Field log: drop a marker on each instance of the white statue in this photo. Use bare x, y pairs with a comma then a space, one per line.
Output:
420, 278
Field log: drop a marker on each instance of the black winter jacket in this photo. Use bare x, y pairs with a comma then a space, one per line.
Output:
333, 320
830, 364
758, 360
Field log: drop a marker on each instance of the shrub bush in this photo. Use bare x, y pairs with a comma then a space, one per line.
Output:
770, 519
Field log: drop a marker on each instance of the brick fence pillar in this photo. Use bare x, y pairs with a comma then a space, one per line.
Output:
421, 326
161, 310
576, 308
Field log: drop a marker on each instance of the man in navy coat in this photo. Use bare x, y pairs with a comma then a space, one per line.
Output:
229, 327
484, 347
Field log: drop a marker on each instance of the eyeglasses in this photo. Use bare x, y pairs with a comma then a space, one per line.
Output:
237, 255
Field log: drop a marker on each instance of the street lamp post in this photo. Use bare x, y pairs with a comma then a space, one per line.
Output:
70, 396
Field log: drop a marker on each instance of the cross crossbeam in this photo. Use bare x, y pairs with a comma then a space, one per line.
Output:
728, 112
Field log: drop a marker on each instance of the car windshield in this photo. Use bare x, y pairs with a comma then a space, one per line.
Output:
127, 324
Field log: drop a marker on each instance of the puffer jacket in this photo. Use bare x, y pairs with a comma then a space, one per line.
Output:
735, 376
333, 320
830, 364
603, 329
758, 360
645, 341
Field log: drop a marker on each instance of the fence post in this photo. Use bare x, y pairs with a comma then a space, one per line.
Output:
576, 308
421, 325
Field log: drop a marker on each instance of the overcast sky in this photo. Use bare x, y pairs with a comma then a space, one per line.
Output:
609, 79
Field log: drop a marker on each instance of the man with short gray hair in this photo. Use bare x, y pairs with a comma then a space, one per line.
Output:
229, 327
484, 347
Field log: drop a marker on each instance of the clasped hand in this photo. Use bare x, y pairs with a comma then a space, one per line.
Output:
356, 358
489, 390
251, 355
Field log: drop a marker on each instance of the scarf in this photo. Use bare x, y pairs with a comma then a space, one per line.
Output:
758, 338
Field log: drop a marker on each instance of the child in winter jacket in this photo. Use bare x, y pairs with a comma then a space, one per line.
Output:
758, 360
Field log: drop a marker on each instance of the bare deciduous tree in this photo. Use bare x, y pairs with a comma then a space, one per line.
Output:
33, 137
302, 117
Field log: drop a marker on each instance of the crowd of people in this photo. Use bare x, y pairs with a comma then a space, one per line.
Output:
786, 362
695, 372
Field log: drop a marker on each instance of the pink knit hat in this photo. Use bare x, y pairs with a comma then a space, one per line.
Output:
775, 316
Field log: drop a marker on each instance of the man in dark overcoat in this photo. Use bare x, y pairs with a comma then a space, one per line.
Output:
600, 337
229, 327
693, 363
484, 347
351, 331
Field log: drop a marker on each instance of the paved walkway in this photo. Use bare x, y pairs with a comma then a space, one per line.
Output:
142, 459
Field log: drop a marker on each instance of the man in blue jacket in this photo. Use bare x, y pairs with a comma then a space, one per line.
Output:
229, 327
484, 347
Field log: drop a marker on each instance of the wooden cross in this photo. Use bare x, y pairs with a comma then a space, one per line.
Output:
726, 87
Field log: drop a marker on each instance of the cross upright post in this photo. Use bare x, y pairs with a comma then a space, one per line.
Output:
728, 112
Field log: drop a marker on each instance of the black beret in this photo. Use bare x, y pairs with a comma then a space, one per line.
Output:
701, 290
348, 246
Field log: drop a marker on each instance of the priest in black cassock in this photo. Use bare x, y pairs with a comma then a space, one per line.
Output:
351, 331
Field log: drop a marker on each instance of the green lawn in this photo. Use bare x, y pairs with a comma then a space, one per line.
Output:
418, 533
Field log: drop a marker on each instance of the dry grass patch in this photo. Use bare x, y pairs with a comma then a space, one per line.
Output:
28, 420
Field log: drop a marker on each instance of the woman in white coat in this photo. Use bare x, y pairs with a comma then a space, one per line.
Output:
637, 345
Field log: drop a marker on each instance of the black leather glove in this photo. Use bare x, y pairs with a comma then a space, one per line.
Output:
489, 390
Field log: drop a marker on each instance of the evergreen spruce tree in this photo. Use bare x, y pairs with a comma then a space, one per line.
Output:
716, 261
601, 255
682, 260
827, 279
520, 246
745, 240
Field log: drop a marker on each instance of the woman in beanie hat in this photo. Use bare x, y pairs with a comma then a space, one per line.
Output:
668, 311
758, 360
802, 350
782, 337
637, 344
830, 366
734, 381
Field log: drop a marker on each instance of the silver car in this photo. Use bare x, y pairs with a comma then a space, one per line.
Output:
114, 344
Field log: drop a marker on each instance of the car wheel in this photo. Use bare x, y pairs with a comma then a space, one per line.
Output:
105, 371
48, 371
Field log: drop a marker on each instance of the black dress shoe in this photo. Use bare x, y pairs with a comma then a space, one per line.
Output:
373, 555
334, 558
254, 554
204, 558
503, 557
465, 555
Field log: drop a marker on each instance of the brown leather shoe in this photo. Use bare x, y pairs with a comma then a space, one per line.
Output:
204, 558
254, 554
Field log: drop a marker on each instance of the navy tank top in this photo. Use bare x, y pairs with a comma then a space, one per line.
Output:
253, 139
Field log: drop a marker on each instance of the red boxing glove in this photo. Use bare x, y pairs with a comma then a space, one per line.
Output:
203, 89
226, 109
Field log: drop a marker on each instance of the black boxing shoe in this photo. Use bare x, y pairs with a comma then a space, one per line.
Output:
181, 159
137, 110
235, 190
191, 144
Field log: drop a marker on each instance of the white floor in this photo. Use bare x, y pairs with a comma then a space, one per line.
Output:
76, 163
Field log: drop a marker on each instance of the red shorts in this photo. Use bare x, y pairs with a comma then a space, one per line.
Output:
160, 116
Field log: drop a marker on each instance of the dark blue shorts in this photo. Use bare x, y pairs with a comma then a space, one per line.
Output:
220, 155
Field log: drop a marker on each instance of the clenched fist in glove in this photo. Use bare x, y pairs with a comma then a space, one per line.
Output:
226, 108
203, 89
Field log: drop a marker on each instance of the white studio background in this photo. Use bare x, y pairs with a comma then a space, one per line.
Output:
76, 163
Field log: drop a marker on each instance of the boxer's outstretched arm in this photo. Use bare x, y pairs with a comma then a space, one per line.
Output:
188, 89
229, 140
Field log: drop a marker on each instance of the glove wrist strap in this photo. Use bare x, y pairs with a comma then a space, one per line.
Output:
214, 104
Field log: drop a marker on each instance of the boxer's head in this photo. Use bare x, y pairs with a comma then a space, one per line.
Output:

......

Work to be completed: Word search in the records above: please count the lines holding "navy" and state the count alone.

Written response: 2